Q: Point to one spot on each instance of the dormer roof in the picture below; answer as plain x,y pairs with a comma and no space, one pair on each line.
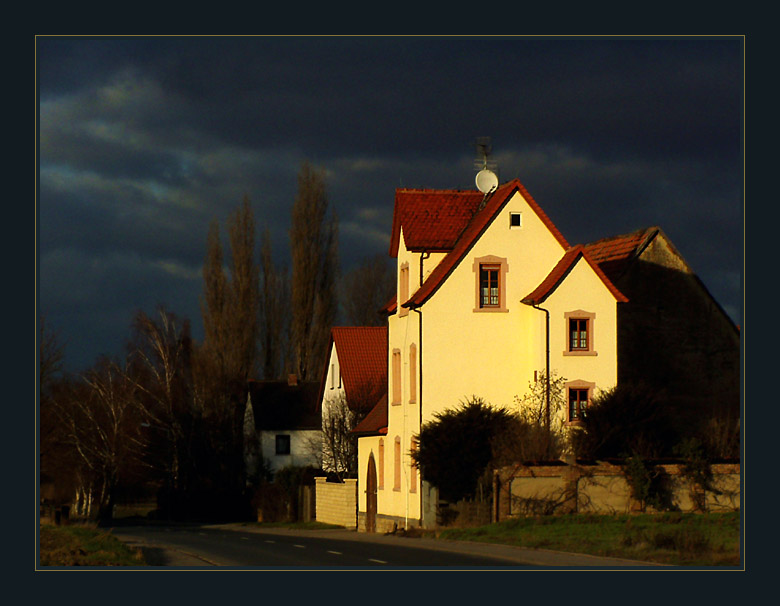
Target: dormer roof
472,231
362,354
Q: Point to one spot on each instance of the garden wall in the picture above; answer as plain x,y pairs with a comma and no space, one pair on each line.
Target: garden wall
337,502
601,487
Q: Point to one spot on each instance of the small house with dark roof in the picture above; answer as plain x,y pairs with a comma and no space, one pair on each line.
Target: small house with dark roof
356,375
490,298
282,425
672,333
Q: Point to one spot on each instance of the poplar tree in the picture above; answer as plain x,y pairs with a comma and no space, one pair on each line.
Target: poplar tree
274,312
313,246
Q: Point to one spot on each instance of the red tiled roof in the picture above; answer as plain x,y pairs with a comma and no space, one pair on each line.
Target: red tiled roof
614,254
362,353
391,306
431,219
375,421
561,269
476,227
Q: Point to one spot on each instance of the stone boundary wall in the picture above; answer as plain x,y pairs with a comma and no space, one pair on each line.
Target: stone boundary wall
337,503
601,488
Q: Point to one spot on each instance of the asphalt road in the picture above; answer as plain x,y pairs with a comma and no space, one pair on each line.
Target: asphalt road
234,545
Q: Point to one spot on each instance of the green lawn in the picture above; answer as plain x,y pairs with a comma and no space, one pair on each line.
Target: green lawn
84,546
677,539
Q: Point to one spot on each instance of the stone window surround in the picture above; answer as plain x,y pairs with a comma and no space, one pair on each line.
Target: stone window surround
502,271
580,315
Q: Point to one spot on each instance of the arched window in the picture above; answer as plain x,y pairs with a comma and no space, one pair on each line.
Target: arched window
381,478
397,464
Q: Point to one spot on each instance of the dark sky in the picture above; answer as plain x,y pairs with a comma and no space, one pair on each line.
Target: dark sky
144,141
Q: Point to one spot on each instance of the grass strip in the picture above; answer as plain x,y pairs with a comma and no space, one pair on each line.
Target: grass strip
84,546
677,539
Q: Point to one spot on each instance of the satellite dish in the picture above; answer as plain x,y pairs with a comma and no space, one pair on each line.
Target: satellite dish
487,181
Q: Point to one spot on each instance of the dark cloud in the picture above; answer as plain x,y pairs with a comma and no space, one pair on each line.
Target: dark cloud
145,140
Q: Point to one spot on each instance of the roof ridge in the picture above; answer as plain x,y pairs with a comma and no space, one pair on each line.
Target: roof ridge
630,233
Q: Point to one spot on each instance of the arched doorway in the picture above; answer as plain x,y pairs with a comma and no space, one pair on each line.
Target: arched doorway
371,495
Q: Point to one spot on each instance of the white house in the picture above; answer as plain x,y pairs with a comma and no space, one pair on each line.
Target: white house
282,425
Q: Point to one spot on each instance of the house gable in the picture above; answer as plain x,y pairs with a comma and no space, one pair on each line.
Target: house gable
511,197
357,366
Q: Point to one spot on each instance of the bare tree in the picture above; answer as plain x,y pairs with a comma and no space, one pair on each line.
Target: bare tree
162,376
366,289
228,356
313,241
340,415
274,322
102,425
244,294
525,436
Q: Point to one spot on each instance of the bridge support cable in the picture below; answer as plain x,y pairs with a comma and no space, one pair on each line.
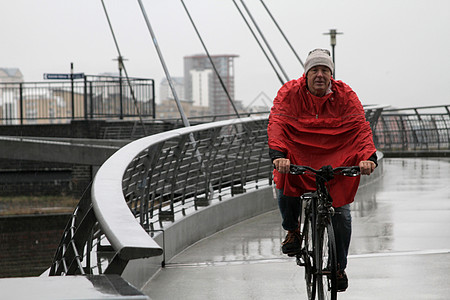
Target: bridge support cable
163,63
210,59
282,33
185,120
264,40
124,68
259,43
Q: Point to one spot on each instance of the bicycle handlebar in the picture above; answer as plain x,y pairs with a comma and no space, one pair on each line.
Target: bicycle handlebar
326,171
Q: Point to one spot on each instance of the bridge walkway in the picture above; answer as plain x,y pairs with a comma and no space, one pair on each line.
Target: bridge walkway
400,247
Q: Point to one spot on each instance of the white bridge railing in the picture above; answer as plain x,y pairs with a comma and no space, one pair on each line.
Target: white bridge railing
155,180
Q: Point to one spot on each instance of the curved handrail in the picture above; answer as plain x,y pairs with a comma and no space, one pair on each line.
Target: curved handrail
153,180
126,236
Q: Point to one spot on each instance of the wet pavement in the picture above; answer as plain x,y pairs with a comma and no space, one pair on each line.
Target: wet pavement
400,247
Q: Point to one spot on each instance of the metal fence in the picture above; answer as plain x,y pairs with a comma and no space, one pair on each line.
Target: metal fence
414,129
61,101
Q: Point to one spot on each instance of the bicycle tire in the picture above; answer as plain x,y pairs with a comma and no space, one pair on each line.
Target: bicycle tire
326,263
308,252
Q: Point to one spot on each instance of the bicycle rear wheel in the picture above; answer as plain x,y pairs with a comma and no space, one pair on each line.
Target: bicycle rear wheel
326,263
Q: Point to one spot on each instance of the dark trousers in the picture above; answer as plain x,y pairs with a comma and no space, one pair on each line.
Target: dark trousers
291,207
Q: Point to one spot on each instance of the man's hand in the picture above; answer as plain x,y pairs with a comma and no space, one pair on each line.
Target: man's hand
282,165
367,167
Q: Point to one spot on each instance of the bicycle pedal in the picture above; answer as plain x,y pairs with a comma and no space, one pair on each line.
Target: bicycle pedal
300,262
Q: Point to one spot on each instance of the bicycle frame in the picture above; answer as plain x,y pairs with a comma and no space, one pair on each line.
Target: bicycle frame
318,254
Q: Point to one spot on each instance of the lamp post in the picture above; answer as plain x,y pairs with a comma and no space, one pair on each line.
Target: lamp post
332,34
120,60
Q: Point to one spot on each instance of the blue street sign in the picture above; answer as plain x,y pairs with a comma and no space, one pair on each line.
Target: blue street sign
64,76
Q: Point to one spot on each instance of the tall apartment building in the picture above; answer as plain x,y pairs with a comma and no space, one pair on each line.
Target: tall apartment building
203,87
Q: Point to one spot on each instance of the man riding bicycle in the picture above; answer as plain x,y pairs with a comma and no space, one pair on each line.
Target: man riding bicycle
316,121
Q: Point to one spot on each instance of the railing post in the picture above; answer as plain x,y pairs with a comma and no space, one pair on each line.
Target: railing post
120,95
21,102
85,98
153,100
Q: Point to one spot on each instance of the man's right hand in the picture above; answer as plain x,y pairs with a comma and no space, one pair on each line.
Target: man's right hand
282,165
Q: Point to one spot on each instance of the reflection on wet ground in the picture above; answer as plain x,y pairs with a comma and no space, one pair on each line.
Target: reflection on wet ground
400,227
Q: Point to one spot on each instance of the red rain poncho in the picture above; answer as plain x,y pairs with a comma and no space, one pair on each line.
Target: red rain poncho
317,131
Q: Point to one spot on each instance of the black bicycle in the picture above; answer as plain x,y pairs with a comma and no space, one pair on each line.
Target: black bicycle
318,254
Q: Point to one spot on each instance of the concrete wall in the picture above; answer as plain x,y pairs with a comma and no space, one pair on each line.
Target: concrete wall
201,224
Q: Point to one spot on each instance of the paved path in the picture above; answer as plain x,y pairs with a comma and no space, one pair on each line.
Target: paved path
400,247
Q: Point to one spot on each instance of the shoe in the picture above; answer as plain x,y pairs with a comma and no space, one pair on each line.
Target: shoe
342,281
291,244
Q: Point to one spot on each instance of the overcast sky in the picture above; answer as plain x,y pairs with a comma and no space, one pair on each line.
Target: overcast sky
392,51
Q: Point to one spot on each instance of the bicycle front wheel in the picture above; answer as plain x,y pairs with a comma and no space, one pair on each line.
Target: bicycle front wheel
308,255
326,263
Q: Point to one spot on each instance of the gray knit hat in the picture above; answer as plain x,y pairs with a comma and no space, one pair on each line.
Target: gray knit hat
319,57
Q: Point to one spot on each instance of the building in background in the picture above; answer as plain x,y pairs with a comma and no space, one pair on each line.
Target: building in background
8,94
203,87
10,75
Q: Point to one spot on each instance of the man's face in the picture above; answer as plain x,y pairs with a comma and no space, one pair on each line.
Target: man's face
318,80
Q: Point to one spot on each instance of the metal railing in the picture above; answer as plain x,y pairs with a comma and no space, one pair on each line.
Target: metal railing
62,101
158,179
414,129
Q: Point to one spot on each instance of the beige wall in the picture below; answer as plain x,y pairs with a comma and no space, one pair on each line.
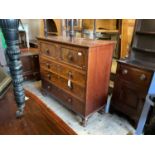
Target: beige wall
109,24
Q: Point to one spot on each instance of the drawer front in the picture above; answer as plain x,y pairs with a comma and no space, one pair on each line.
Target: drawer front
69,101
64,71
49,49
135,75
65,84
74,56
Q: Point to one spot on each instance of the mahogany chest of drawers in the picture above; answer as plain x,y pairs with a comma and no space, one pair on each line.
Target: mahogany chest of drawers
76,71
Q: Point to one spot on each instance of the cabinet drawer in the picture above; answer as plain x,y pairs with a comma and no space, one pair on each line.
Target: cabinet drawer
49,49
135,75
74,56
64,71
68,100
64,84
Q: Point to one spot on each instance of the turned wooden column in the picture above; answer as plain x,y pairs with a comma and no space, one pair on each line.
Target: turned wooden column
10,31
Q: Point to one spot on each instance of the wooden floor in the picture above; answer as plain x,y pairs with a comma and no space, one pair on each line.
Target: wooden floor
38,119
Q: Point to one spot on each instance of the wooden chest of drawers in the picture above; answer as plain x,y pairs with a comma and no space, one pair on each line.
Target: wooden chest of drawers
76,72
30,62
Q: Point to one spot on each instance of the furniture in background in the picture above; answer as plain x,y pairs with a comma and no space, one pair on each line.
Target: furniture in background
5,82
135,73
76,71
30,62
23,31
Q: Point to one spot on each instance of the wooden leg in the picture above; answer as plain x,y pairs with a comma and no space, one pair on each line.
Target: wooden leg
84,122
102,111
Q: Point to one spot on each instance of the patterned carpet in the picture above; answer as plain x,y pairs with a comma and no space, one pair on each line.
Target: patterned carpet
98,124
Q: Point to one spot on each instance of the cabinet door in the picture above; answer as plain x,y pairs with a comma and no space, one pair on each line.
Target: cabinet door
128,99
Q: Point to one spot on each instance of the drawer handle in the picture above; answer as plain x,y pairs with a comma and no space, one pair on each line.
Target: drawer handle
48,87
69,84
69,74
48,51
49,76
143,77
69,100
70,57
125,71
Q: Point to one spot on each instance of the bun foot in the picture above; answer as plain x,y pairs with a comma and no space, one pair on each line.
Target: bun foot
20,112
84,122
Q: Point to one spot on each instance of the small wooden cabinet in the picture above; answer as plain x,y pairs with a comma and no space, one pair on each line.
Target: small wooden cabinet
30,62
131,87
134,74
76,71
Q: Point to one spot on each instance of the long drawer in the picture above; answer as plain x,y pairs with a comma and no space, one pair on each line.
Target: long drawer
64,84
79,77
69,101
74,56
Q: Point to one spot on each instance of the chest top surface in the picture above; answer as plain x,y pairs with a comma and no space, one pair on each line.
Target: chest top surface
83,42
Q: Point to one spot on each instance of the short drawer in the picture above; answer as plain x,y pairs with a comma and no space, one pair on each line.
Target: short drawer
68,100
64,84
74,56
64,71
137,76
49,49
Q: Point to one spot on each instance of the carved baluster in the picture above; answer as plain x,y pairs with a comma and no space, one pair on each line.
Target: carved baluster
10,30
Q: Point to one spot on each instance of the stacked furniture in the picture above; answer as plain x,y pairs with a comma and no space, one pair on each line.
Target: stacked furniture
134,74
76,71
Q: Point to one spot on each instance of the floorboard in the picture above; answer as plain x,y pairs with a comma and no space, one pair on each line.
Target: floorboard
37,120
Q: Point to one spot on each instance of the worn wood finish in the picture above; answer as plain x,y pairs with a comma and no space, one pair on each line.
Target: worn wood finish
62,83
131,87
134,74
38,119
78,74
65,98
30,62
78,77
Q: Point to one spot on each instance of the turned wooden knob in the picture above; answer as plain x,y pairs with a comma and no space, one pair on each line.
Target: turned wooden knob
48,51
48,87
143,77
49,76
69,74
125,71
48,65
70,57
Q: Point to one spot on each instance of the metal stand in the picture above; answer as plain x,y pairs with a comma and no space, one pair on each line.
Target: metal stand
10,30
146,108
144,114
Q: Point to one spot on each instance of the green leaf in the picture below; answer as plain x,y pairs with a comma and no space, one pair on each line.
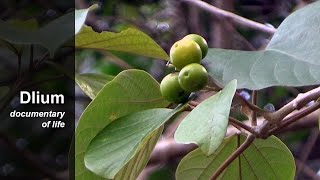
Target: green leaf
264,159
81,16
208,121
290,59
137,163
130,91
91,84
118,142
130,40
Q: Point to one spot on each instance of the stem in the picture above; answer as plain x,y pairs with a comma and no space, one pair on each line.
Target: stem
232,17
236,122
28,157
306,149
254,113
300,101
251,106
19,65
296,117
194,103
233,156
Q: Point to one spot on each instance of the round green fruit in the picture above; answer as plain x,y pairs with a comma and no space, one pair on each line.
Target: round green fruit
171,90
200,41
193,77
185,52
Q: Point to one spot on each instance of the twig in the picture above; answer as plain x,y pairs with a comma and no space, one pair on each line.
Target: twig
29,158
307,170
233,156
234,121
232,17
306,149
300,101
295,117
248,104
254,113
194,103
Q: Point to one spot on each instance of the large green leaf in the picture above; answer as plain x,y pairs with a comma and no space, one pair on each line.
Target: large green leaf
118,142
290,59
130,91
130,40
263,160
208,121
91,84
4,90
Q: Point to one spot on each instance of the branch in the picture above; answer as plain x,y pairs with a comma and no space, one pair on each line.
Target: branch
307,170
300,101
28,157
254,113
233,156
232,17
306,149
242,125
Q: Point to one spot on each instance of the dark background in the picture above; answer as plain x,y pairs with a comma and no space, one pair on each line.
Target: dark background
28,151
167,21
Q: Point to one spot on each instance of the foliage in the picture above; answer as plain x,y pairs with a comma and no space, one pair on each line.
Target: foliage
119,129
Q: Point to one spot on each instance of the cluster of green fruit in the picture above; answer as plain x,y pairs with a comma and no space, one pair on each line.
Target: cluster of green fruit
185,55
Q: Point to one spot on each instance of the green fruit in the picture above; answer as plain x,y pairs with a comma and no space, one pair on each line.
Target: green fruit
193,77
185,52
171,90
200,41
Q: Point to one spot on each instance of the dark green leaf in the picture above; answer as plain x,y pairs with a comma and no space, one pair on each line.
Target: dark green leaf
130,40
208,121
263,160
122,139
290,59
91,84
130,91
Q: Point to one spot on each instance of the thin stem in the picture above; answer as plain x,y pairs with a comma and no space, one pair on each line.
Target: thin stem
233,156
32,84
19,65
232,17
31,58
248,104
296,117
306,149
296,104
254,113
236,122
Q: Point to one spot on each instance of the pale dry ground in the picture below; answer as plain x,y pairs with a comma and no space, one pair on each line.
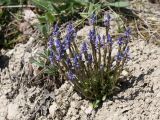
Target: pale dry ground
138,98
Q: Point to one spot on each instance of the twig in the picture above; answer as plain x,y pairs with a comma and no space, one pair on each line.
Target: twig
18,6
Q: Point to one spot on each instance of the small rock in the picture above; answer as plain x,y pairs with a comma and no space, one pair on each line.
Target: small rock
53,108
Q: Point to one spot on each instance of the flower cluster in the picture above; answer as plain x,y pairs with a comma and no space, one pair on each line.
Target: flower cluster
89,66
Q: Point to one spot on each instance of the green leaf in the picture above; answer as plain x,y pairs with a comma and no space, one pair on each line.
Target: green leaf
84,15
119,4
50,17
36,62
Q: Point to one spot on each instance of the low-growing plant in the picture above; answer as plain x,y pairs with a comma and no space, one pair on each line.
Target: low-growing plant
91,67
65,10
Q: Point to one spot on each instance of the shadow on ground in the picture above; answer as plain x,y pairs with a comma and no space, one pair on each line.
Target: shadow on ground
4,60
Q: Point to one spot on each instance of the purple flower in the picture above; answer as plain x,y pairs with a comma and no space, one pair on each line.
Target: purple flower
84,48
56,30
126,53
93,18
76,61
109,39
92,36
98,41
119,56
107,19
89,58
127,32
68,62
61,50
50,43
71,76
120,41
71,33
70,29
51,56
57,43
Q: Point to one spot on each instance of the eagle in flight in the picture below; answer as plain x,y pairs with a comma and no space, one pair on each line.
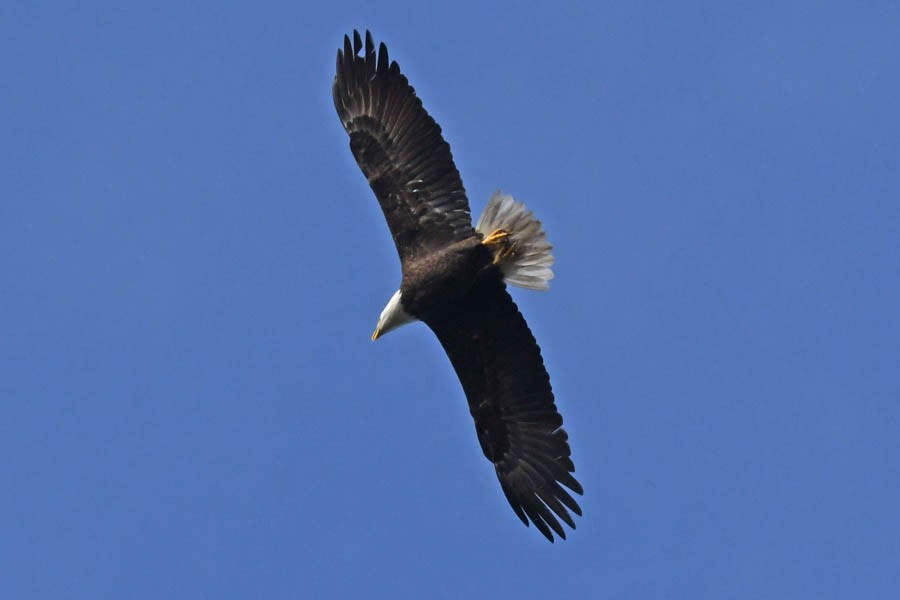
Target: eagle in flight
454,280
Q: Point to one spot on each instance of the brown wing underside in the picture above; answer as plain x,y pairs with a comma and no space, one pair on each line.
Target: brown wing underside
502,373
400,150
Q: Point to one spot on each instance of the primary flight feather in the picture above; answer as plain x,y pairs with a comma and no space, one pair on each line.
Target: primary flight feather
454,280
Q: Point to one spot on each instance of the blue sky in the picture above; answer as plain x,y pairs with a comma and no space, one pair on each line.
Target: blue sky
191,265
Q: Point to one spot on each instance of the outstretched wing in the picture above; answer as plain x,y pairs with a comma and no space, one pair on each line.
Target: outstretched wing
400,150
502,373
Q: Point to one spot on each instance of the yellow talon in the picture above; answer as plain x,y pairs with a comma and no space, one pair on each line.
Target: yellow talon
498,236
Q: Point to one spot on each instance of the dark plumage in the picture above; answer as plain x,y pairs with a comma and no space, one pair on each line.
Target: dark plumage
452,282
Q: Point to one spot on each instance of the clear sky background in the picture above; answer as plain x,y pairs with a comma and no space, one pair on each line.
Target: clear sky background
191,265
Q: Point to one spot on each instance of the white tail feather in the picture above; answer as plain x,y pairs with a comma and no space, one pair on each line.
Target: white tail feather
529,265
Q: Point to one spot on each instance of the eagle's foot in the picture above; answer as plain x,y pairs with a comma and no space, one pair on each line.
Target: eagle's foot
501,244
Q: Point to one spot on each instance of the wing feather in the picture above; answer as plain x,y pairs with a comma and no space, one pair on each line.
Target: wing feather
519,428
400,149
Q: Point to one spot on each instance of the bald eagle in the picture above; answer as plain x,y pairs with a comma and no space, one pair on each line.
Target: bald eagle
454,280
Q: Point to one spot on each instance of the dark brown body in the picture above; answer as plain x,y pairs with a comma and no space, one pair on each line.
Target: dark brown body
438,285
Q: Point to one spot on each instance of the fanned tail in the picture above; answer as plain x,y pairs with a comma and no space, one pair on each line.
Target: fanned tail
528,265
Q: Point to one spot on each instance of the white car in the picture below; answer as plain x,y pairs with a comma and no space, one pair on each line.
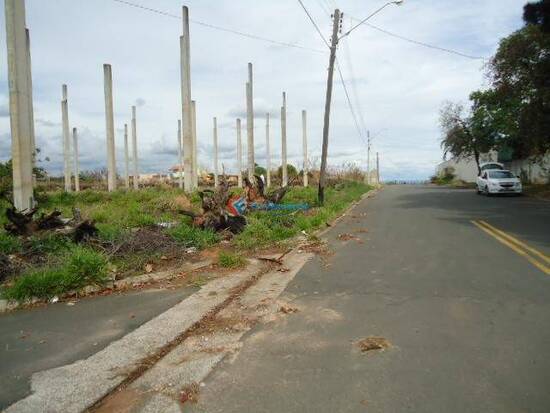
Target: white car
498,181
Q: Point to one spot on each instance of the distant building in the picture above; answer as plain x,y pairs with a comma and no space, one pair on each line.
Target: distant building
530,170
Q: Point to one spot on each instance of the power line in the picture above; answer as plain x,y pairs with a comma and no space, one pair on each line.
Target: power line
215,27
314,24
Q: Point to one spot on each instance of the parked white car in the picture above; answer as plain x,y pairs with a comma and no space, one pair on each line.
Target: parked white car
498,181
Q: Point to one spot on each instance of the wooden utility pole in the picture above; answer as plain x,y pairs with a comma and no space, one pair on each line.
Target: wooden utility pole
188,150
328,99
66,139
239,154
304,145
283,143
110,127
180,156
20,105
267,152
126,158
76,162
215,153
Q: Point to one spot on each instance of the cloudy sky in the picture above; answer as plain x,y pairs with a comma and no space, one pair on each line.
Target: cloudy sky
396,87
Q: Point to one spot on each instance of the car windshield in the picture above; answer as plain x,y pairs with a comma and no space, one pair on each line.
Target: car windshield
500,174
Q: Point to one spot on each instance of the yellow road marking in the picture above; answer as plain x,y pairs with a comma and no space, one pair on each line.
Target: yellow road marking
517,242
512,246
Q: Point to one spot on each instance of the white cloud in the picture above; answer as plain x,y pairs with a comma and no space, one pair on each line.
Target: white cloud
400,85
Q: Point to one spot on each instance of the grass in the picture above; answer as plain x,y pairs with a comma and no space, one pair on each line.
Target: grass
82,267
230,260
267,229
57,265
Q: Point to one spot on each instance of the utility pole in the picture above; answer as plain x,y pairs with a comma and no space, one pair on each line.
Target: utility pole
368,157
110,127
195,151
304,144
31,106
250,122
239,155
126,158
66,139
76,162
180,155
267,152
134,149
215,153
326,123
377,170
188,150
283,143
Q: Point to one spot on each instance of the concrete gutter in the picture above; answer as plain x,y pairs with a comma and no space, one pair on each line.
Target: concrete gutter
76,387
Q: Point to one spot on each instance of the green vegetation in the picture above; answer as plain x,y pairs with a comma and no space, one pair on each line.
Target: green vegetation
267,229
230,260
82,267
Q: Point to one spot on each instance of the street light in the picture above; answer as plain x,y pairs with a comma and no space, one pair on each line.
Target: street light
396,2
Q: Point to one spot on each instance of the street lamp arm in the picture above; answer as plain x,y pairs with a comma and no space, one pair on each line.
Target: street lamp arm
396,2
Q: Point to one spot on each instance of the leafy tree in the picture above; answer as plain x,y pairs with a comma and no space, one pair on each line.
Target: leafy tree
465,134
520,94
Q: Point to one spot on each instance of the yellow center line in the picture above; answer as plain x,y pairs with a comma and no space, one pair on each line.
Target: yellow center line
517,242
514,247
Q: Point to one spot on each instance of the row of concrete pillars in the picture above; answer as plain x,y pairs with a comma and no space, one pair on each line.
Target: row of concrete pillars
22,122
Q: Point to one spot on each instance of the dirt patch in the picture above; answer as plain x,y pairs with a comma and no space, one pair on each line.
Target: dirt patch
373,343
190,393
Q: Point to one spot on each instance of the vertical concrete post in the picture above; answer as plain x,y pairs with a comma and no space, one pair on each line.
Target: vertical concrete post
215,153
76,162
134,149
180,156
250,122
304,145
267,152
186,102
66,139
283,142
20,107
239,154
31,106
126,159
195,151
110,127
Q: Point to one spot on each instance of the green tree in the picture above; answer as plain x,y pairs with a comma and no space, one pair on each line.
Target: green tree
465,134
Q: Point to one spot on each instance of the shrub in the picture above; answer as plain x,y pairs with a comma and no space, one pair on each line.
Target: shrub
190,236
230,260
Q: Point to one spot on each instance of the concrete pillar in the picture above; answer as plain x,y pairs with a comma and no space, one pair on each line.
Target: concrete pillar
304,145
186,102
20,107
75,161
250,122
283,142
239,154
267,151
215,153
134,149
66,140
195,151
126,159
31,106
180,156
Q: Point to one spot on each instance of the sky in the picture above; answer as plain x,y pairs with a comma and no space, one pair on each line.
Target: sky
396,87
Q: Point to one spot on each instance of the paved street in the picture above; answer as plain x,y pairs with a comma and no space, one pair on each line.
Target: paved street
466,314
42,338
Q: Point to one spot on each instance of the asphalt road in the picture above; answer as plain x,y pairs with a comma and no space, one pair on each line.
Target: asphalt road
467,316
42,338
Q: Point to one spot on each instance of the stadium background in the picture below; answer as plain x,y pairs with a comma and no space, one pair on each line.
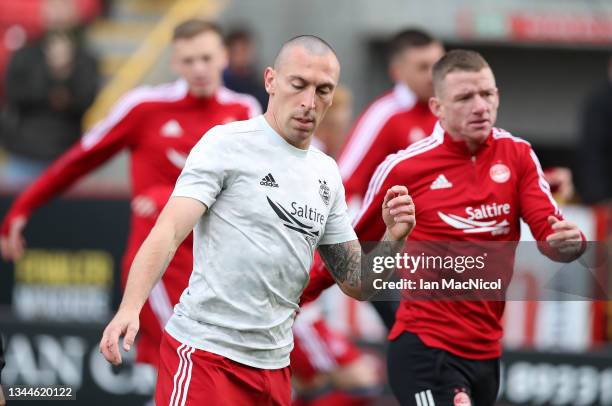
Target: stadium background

- **Your instructions**
Skip the pictures and copy exactly the lines from the one containing "the paved street" through the end of the material, both ends included.

- **Solution to the problem**
Q: Point to one spot on each instance of the paved street in the picture above; answer as plain x,y pairs with a comma and no space, one pair on each line.
Target: paved street
466,314
42,338
Q: Point to one spot on each instance of the asphalt road in the picture above; answer as plain x,y pairs with a comma and no space, one pair on each line.
Target: asphalt road
467,316
42,338
Q: Point to one spot on each instance of the stadium background in the picture below; answer as plain x,y pairs with a comma and no space, one pair on each line.
Target: stadium background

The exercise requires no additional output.